Task goal:
Output only the span of lines that begins at the line containing "Indicate one point per instance of the black shoe" and ends at the last line of the data, both included, exactly as they appear.
[BEGIN]
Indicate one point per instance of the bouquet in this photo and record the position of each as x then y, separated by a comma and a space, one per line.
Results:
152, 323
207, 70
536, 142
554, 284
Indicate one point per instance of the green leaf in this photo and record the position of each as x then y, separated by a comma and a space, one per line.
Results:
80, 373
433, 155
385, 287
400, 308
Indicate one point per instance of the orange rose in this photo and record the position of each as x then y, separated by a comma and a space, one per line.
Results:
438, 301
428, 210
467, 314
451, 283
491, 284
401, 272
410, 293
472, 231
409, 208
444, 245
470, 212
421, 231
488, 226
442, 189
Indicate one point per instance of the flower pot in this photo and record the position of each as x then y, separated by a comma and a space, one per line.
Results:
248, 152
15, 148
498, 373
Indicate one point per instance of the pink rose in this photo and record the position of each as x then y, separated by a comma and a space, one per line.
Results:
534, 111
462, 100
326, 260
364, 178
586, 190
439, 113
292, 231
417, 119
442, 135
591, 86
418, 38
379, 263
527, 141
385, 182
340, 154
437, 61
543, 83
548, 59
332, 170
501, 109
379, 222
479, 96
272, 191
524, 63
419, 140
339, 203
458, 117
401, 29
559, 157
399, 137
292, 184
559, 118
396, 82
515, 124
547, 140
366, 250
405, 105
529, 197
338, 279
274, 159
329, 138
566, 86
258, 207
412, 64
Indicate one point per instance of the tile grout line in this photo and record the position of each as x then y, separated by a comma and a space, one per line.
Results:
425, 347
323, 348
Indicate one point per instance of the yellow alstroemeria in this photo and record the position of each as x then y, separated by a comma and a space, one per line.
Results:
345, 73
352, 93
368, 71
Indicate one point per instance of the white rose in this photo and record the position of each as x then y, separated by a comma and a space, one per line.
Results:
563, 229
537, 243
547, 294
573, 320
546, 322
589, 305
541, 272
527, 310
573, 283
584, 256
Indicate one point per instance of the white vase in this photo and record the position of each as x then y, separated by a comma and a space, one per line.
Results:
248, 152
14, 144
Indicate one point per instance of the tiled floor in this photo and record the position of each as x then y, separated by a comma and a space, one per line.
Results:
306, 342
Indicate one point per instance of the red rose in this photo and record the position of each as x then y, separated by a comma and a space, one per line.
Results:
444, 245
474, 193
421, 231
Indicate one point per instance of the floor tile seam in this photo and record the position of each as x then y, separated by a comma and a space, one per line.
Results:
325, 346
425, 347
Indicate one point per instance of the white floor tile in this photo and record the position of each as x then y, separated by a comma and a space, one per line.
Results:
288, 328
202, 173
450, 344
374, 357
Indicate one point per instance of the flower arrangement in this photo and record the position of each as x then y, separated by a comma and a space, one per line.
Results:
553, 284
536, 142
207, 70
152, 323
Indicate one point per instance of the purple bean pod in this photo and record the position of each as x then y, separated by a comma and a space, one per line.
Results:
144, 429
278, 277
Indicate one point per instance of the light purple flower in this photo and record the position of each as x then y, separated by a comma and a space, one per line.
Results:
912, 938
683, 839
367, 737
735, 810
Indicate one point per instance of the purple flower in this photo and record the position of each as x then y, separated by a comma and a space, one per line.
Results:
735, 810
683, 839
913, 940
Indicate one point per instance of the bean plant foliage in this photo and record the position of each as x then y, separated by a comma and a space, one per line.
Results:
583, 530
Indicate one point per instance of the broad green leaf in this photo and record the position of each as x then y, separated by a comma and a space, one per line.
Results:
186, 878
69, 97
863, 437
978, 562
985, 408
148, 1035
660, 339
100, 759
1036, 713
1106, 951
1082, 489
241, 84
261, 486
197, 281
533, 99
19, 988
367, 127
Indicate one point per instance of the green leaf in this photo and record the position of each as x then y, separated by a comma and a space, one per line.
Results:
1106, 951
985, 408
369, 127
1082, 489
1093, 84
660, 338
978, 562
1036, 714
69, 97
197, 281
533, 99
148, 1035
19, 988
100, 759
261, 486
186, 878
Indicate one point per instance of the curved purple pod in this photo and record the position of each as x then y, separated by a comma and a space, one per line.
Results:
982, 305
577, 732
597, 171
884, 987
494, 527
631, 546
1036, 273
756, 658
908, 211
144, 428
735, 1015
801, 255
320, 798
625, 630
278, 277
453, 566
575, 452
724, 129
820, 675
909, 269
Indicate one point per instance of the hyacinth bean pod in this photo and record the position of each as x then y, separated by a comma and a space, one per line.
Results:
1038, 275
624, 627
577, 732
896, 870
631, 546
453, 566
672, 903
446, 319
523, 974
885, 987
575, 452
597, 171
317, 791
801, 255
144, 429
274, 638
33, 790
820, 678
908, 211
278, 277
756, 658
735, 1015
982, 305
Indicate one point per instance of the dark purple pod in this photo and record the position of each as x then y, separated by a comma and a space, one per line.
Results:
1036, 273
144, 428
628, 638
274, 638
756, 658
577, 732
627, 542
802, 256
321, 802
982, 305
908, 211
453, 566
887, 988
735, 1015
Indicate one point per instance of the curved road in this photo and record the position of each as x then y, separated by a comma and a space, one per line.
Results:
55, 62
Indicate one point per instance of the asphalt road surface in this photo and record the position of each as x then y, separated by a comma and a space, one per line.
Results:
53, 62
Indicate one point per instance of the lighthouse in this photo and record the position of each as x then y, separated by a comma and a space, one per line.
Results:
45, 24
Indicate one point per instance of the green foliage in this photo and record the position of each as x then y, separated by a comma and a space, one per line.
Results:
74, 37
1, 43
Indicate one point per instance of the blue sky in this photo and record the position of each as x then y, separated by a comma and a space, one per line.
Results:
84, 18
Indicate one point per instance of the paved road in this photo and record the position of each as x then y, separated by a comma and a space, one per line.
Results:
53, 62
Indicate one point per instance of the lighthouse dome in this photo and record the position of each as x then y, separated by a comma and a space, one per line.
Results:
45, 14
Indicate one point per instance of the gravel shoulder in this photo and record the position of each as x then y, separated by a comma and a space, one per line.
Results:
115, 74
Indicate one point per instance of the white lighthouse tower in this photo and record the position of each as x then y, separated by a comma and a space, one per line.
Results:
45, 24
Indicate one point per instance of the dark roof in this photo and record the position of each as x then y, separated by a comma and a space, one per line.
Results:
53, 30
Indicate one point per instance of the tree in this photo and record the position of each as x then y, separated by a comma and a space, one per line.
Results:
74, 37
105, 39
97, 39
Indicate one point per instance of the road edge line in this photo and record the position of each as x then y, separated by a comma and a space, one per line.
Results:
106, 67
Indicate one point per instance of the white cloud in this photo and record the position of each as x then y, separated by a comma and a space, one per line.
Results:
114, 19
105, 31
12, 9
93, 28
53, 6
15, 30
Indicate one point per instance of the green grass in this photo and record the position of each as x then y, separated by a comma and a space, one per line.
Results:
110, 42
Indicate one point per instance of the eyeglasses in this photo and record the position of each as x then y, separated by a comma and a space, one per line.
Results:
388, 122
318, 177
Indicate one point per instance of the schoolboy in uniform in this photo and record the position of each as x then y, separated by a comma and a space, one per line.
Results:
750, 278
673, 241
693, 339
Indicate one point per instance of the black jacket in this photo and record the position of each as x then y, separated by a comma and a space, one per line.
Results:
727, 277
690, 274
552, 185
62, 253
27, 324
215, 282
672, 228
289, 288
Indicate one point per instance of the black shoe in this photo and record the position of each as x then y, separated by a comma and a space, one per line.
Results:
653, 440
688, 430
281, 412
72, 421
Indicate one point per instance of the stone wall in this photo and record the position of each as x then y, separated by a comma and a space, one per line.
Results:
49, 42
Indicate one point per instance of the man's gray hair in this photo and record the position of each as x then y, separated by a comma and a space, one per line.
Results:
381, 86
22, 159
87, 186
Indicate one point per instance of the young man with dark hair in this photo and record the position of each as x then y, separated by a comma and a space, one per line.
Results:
[END]
In response:
Indicate one point per instance of the black shoe in this photo and record the position of each as x then y, separated by a comma and a space, one per line.
Results:
653, 440
688, 430
281, 412
72, 421
Indicate one point per instance of the stone wall in this photo and record the position of each as x then y, separated by a comma and a space, one per line.
Results:
49, 42
Indicate one point per instance of the man's gray hair in this photo and record the position of each as x then y, separated by a comma and a space, one per line.
Results:
381, 86
22, 159
87, 186
Indicate one point per instance of the young man with dark hair in this photo and record the position of each as x then y, separated by a comma and a space, one per line.
Results:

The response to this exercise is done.